OBJECTIVE -> Render the data below as a JSON list of strings with one string per line, omitting blank lines and leaving out the pictures.

LISTING ->
********
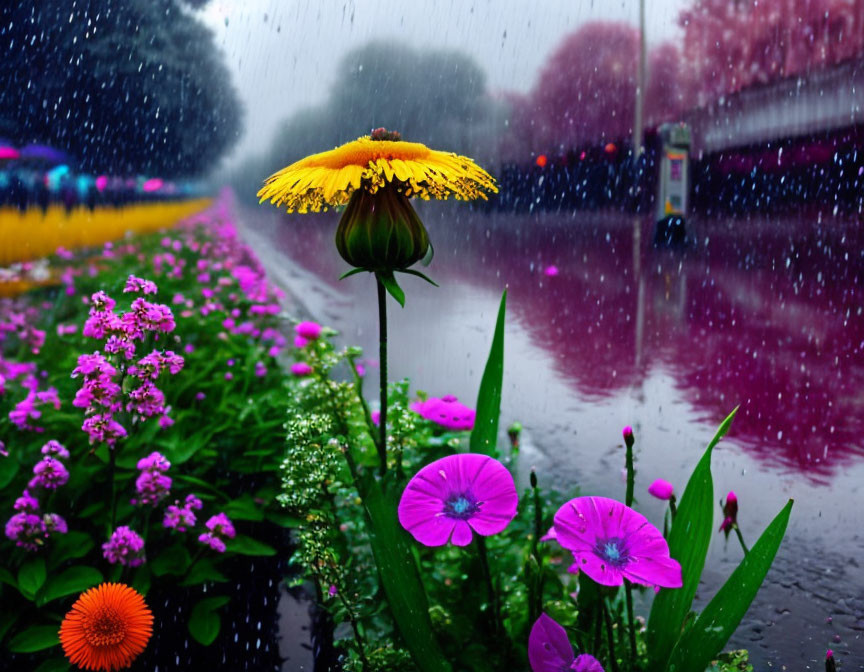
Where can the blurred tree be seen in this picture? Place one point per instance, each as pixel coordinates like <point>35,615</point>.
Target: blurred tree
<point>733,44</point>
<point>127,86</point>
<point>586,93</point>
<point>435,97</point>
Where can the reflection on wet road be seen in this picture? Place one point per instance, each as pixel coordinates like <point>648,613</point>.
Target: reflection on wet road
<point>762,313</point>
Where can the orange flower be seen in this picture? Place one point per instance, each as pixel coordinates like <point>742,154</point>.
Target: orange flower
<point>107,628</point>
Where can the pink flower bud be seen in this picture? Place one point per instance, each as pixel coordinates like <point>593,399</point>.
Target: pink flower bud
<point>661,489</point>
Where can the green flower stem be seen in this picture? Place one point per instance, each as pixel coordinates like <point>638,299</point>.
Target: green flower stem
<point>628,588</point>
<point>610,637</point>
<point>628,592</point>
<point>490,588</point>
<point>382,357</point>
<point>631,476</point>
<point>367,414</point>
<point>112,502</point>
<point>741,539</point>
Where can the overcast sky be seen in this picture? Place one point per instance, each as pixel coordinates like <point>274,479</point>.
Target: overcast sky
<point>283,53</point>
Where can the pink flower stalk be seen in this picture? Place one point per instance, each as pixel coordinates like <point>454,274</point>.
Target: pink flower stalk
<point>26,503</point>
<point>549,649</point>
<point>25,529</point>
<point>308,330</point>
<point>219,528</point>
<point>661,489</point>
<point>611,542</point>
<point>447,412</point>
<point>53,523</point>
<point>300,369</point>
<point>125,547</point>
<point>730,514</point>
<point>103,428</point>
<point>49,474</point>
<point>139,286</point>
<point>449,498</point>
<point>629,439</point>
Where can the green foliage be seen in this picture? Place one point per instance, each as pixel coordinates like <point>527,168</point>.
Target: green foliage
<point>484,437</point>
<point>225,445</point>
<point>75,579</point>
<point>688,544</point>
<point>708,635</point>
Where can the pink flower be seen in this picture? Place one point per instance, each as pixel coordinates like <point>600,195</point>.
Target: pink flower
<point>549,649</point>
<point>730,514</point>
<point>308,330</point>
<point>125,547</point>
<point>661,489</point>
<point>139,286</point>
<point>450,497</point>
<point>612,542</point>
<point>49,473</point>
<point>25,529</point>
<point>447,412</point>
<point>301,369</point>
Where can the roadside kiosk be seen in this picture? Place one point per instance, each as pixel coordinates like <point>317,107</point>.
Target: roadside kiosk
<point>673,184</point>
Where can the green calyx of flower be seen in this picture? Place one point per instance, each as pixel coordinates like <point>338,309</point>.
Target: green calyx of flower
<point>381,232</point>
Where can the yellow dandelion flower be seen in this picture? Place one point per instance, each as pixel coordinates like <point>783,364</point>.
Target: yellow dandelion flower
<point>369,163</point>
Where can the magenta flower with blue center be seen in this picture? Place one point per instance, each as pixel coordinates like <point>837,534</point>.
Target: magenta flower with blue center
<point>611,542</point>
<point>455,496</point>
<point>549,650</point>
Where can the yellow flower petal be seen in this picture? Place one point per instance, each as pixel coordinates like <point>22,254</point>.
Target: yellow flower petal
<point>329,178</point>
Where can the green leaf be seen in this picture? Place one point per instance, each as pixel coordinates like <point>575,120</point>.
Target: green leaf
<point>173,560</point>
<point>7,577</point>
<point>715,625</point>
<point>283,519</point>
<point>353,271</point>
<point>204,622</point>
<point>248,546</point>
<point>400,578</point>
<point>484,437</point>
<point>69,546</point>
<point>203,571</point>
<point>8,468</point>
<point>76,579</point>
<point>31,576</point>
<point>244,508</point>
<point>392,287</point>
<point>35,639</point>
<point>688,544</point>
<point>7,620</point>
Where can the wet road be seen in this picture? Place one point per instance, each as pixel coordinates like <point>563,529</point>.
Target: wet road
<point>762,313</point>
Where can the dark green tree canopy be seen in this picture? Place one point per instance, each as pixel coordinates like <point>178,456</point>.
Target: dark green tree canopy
********
RESULT OF THIS TASK ->
[
  "Where can the blurred tree be seen in this picture? Place one point per instance, each as pixel coordinates like <point>35,615</point>.",
  "Target: blurred tree",
  "<point>733,44</point>",
  "<point>127,86</point>",
  "<point>586,93</point>",
  "<point>435,97</point>",
  "Where can the reflection on wet road be seen in this picture? Place one point per instance, each as pixel coordinates like <point>648,613</point>.",
  "Target: reflection on wet road",
  "<point>762,313</point>",
  "Where can the orange flower be seen in this picture? Place one point per instance, each as pixel coordinates like <point>742,154</point>.",
  "Target: orange flower",
  "<point>107,628</point>",
  "Where can the pink flower bud be seen in this picture? Place one point per instance, each as pixel coordinates like <point>593,399</point>.",
  "Target: pink flower bud",
  "<point>661,489</point>",
  "Where can the green flower stem be seen in this picture? Place one point per instance, each as pixel coordinates like <point>638,299</point>.",
  "Target: green flower stem",
  "<point>628,588</point>",
  "<point>610,637</point>",
  "<point>628,592</point>",
  "<point>490,588</point>",
  "<point>382,357</point>",
  "<point>631,476</point>",
  "<point>367,414</point>",
  "<point>112,502</point>",
  "<point>741,539</point>",
  "Where can the overcast sky be seen in this picture? Place one point per instance, each as pixel coordinates like <point>274,479</point>.",
  "Target: overcast sky",
  "<point>283,53</point>",
  "Where can the pink flower stalk be seen in this picture? Place one point per instance, each as pixel coordinates like <point>454,274</point>.",
  "Target: pink flower stalk",
  "<point>26,503</point>",
  "<point>549,649</point>",
  "<point>25,529</point>",
  "<point>308,330</point>",
  "<point>219,528</point>",
  "<point>661,489</point>",
  "<point>611,542</point>",
  "<point>447,412</point>",
  "<point>53,523</point>",
  "<point>300,369</point>",
  "<point>125,547</point>",
  "<point>730,514</point>",
  "<point>103,428</point>",
  "<point>49,474</point>",
  "<point>139,286</point>",
  "<point>449,498</point>",
  "<point>629,439</point>",
  "Where can the green foliage be seen in this picture? Place one point per instance, each as pixel coordinates like <point>527,168</point>.",
  "Target: green foliage",
  "<point>484,437</point>",
  "<point>225,445</point>",
  "<point>75,579</point>",
  "<point>688,544</point>",
  "<point>708,635</point>",
  "Where can the pink flower be seen in this picture? Place one point per instance, each as pixel coordinates like <point>600,195</point>.",
  "Target: pink flower",
  "<point>549,649</point>",
  "<point>730,514</point>",
  "<point>308,330</point>",
  "<point>125,547</point>",
  "<point>661,489</point>",
  "<point>139,286</point>",
  "<point>450,497</point>",
  "<point>612,542</point>",
  "<point>49,473</point>",
  "<point>25,529</point>",
  "<point>447,412</point>",
  "<point>301,369</point>",
  "Where can the roadside kiosk be seen in this picture? Place one point per instance, each as pixel coordinates like <point>317,107</point>.",
  "Target: roadside kiosk",
  "<point>673,184</point>",
  "Where can the green calyx of flower be seen in this picture? Place one point per instance, each as pixel coordinates like <point>338,309</point>.",
  "Target: green calyx of flower",
  "<point>381,232</point>",
  "Where can the yellow dandelion flower be seen in this picture? Place one point per instance, each as pixel coordinates like <point>783,364</point>.",
  "Target: yellow dandelion flower",
  "<point>369,163</point>",
  "Where can the magenta flower with blue center be seen in this picture? Place one point per instance, each as pixel coordinates like <point>837,534</point>.",
  "Target: magenta flower with blue center",
  "<point>611,542</point>",
  "<point>455,496</point>",
  "<point>549,650</point>",
  "Where can the yellow flower petal be seen in this picture? Place one point per instance, each as pixel coordinates like <point>22,254</point>.",
  "Target: yellow flower petal",
  "<point>329,178</point>",
  "Where can the green leaf be seen in this picture? Place one point per instance, each as pixel coordinates like <point>575,120</point>.",
  "Target: green leaf",
  "<point>173,560</point>",
  "<point>7,577</point>",
  "<point>715,625</point>",
  "<point>283,519</point>",
  "<point>353,271</point>",
  "<point>204,622</point>",
  "<point>248,546</point>",
  "<point>400,578</point>",
  "<point>484,437</point>",
  "<point>69,546</point>",
  "<point>203,571</point>",
  "<point>8,468</point>",
  "<point>76,579</point>",
  "<point>31,576</point>",
  "<point>244,508</point>",
  "<point>392,287</point>",
  "<point>35,639</point>",
  "<point>688,544</point>",
  "<point>7,620</point>",
  "Where can the wet road be seen in this picture? Place one point per instance, each as pixel coordinates like <point>563,529</point>.",
  "Target: wet road",
  "<point>762,313</point>",
  "Where can the dark green tree canopy be seen in this picture? Place one point per instance, each as pixel coordinates like <point>178,456</point>.",
  "Target: dark green tree canopy"
]